:: SUPPLIED DATA ::
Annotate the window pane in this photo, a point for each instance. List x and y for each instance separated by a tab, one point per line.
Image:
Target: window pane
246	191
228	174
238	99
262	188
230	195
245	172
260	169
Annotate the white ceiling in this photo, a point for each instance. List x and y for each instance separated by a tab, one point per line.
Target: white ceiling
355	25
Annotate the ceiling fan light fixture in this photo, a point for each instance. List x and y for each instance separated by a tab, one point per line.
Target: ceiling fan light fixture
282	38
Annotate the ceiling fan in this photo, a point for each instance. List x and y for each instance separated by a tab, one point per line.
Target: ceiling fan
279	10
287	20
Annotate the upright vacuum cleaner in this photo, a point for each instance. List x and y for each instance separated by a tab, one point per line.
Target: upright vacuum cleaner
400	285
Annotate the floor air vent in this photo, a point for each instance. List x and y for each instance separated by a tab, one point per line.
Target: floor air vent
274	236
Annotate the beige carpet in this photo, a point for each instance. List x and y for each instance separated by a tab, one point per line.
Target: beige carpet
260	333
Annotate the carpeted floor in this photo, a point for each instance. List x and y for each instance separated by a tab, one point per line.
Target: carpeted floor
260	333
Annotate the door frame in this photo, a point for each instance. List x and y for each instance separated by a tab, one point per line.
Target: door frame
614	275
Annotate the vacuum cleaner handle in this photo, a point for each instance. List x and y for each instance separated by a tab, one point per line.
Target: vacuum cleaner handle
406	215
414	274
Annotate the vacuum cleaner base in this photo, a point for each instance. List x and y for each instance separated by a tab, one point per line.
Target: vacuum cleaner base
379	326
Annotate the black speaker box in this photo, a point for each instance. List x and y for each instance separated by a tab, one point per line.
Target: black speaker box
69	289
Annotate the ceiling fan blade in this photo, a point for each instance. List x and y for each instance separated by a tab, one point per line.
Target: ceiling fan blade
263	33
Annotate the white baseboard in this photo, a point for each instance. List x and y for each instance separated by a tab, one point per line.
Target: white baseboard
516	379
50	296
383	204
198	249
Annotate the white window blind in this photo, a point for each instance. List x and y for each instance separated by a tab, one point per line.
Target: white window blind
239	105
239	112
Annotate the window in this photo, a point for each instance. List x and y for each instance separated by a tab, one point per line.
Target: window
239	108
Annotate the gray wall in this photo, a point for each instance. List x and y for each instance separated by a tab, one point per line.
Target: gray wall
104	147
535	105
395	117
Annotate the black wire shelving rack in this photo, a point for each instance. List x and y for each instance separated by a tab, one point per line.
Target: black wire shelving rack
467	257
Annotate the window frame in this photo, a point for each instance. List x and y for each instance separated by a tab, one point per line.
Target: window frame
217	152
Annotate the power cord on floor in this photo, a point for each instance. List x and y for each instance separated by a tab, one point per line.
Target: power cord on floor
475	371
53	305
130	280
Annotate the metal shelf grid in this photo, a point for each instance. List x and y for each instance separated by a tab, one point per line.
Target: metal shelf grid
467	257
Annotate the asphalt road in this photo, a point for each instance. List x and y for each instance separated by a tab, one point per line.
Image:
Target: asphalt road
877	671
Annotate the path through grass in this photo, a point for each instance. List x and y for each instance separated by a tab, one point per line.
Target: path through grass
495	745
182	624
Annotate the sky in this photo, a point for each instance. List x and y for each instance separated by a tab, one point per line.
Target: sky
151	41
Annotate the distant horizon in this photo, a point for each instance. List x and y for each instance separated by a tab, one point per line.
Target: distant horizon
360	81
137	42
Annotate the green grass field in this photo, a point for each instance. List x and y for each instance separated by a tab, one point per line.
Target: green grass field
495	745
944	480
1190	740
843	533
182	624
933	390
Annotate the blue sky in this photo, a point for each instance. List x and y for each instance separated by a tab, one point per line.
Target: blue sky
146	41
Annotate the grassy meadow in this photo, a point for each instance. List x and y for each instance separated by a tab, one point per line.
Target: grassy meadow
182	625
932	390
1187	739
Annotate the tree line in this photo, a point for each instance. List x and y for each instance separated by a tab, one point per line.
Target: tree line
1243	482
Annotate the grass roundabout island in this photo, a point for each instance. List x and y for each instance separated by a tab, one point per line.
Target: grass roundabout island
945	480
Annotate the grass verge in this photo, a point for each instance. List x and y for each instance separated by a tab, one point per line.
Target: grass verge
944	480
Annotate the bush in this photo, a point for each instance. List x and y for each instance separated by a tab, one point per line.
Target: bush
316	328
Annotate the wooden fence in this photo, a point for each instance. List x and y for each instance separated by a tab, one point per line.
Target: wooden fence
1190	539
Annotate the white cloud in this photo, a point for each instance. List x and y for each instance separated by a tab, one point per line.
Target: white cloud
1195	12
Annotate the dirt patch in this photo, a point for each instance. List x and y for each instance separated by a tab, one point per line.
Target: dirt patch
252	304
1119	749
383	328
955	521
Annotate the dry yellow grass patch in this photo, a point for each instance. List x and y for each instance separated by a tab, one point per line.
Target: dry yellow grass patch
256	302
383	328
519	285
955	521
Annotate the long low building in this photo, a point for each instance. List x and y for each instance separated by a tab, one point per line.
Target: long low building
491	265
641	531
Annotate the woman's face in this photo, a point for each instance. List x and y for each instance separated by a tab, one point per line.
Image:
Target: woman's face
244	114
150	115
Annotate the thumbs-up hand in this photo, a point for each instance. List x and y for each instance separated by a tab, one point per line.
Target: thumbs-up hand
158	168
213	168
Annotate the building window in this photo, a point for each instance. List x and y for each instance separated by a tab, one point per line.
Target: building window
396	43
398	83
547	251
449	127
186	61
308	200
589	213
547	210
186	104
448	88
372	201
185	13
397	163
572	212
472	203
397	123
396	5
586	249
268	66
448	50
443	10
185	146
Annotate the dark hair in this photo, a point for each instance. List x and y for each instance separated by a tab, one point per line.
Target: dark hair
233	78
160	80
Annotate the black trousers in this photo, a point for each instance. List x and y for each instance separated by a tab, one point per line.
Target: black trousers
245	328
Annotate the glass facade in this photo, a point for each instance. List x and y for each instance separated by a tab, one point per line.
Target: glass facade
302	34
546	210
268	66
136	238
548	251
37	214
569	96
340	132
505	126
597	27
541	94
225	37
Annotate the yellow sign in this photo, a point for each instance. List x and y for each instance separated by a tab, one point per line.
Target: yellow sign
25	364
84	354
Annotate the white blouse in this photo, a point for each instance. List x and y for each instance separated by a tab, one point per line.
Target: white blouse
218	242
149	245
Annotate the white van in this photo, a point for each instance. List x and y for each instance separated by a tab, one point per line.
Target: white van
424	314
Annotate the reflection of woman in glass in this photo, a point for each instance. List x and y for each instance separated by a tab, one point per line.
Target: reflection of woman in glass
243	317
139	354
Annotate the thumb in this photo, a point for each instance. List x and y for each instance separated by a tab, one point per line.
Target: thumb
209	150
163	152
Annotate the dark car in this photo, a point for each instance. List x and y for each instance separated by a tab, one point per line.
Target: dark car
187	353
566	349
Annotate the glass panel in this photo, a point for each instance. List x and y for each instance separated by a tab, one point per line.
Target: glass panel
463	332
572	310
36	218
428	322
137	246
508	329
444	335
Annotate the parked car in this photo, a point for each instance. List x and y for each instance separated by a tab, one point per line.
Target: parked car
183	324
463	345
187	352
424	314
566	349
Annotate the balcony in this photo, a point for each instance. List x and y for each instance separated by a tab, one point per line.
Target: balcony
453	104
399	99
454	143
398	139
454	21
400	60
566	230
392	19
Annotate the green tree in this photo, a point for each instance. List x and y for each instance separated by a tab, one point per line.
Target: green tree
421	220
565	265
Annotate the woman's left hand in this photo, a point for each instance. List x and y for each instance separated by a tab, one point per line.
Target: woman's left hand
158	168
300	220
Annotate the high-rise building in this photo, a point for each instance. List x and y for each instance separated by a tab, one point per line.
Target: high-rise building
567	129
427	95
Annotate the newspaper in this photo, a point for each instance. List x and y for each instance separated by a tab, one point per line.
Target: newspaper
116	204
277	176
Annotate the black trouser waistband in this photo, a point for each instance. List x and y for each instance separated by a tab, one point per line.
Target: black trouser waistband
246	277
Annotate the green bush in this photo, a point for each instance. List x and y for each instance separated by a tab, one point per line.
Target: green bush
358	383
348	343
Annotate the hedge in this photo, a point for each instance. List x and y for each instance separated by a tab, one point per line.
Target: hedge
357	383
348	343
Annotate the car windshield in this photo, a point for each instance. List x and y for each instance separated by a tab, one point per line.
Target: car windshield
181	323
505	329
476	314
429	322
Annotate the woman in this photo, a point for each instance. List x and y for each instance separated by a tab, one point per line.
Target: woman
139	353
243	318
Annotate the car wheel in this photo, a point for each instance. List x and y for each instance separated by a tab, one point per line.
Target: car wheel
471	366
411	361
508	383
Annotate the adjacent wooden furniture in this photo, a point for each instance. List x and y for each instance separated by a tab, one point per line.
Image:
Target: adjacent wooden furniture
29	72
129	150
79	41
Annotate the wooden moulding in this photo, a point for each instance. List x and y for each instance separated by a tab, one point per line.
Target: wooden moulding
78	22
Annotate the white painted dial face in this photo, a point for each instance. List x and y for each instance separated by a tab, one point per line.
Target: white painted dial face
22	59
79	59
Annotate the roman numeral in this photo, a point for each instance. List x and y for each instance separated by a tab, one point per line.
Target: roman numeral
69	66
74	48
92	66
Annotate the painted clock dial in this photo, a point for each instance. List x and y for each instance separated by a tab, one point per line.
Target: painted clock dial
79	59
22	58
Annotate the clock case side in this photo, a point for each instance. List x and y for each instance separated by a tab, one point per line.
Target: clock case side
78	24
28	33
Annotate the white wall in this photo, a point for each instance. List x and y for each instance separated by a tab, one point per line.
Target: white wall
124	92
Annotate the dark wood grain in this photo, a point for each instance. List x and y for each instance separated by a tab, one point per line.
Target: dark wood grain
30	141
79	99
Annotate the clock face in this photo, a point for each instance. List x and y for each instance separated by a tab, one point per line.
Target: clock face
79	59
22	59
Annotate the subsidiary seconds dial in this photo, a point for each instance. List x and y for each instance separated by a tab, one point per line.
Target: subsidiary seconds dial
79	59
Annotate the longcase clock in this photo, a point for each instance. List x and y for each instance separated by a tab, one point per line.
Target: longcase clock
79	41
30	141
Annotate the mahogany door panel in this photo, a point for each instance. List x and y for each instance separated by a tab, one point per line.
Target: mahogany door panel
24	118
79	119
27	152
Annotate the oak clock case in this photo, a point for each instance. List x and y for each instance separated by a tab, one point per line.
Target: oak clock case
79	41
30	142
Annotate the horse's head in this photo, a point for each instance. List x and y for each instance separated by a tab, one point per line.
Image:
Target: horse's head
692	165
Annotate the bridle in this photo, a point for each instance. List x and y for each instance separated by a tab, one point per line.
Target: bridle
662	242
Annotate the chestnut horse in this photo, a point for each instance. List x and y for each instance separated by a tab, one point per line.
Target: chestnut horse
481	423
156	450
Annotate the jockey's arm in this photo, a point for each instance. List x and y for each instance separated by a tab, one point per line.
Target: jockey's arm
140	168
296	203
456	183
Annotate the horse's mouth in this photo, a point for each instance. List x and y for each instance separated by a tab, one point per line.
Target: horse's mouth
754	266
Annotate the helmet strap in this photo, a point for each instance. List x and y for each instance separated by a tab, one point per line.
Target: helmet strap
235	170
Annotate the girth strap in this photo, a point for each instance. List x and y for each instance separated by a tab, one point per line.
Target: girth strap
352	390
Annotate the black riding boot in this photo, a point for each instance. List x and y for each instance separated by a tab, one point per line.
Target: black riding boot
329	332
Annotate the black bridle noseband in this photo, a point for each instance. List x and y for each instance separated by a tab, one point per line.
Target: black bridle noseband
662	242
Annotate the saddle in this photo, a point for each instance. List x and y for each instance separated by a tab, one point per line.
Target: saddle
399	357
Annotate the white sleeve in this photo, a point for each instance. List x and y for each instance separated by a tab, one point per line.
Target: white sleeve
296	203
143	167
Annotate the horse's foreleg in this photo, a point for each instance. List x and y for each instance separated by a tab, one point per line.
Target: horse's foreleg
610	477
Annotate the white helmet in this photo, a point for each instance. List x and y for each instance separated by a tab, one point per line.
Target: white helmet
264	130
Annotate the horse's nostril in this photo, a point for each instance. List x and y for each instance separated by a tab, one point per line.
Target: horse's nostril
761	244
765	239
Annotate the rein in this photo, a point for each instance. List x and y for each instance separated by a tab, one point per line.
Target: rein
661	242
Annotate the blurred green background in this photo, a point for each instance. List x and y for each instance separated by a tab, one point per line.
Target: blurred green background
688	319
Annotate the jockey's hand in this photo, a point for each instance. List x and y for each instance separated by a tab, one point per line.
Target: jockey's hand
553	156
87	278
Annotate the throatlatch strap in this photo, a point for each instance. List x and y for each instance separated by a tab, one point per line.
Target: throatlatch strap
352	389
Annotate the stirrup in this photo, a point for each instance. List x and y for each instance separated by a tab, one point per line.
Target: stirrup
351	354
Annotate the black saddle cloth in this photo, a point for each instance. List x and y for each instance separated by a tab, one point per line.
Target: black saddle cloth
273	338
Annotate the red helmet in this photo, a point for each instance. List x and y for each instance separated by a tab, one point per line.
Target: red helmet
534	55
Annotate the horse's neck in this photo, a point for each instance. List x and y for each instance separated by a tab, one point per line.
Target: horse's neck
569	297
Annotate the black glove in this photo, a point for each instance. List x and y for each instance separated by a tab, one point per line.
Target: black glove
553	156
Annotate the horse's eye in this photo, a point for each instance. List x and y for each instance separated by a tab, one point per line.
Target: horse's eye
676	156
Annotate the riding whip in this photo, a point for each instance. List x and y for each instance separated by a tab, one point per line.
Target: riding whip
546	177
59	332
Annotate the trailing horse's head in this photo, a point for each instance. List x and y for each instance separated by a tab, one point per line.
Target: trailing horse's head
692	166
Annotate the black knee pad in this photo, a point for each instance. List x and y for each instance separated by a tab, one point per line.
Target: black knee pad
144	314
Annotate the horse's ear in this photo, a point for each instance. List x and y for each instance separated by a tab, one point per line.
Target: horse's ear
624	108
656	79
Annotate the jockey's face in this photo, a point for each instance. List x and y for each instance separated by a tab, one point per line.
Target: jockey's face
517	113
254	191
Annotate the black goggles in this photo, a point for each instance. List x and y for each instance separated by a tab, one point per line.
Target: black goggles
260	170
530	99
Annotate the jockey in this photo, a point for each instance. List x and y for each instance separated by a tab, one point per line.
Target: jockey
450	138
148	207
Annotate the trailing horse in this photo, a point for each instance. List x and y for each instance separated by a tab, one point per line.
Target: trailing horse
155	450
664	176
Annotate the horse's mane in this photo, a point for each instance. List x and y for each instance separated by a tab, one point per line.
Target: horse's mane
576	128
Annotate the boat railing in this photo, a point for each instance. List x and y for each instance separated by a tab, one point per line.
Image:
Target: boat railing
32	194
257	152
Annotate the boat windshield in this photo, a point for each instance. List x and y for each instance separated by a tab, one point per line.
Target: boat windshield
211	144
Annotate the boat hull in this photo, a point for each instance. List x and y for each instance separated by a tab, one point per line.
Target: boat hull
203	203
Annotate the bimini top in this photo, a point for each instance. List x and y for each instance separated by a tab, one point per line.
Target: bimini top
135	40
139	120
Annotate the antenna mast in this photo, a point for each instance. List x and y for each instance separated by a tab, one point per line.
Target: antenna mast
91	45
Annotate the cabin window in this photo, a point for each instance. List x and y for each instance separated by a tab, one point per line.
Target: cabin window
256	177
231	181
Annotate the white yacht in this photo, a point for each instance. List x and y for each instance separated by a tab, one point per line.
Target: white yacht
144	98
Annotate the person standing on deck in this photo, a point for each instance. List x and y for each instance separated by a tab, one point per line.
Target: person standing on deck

:: TASK OBJECTIVE ::
Reproduce, word for word, every line starting at the line that contains "Annotate the horse's mane" and ending with the final line of the entries.

:: RESULT FOR THIS EXERCISE ::
Annotate the horse's mane in this photo, a point for each instance. List x and y for each instance separated by a tab, one point per line.
Target: horse's mane
576	128
Annotate the boat railing in this photo, a point for each instance. List x and y for each instance separated by a tab, one point per line.
Image:
Target: boat railing
32	194
257	152
Annotate the boat windshield in this photo, a point for each instance. List x and y for each instance separated by a tab, one point per line.
Target: boat windshield
211	144
Annotate the boat hull in this photo, a point for each instance. List x and y for each instance separated by a tab, one point per line.
Target: boat hull
203	203
Annotate the bimini top in this photo, a point for each instance. List x and y for each instance separated by a tab, one point per line.
Target: bimini top
135	40
139	120
Annotate the antenna mast in this photo, a point for each instance. List x and y for each instance separated by a tab, one point per line.
Target: antenna mast
91	45
Annotate the cabin window in this photo, a point for each instance. List x and y for each instance separated by a tab, one point per line.
Target: cabin window
256	177
231	181
Annotate the white yacht in this photo, a point for each instance. List x and y for each instance separated by a tab, one point per line.
Target: white yacht
144	98
Annotate the person standing on deck in this photo, a point for each instance. List x and y for each instance separated by a tab, one point per line.
Target: person standing on deck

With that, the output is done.